• TEXTE À LIRE:
========================================================================
Algérie

Juste un mot : sales histoires de poêles Culture : les autres articles



Ces derniers temps, les médias nous rapportent bien souvent, trop souvent même, des informations insupportables faisant état de personnes décédées dans leur sommeil, suite à l'inhalation de monoxyde de carbone. Ces informations, qui tombent chaque jour de façon tristement banale, ne nous surprennent plus. Elles ressemblent de plus en plus à celles liées aux accidents de la route. En un mot, elles font malheureusement partie de notre quotidien.
========================================================================
• MATÉRIEL FOURNI:
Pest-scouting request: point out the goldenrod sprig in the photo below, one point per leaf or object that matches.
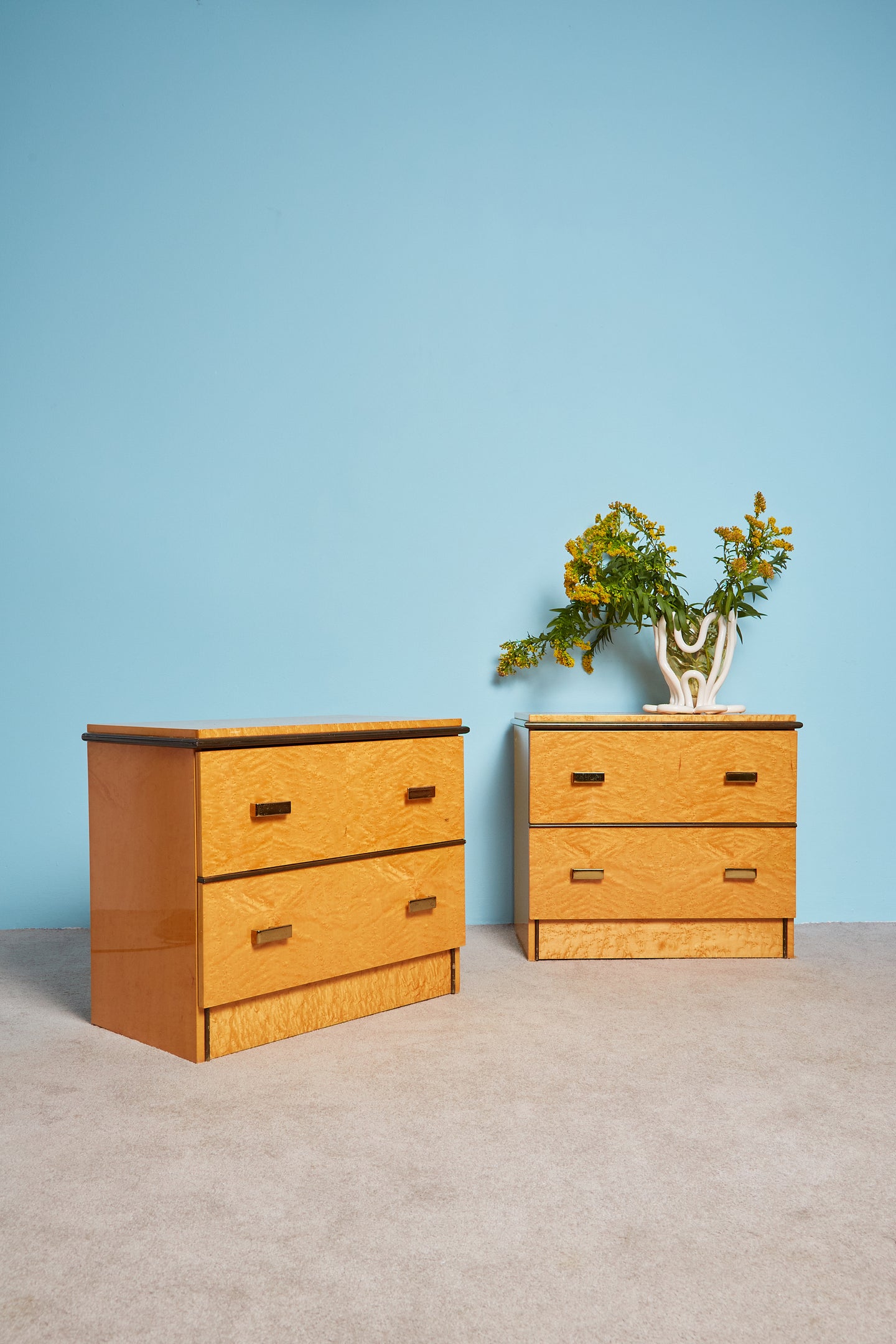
(621, 572)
========================================================================
• CONSIGNE: Poursuivez le texte sur les décès par inhalation de monoxyde de carbone après sa dernière phrase. Ce matériel provient d'une autre source que le texte.

• BONNE RÉPONSE:
Pourtant, nous apprenons aussi que les émanations de ce gaz toxique et mortel proviennent d'appareils de chauffage ou de chauffe-bains défectueux vendus par des marchands informés, ce qui nous révolte absolument, c'est un véritable scandale et encore plus un crime. L'ami Vautier, portant le prénom de René, cinéaste courageux et visionnaire avait traité ce sujet il y a cinquante ans, dans un film magnifique ayant pour titre Les trois cousins, film qui donna l'occasion à l'autre ami, Mohamed Zinet, d'afficher tous ses talents de comédien. Comme nous apprécions beaucoup les courts métrages de Vautier pour leur simplicité et aussi pour leur façon de traiter la réalité. Ils abordent, en effet, des problèmes politiques et sociaux graves sans en avoir l'air et avec toujours le zeste d'humour qui convient, sans oublier la note poétique.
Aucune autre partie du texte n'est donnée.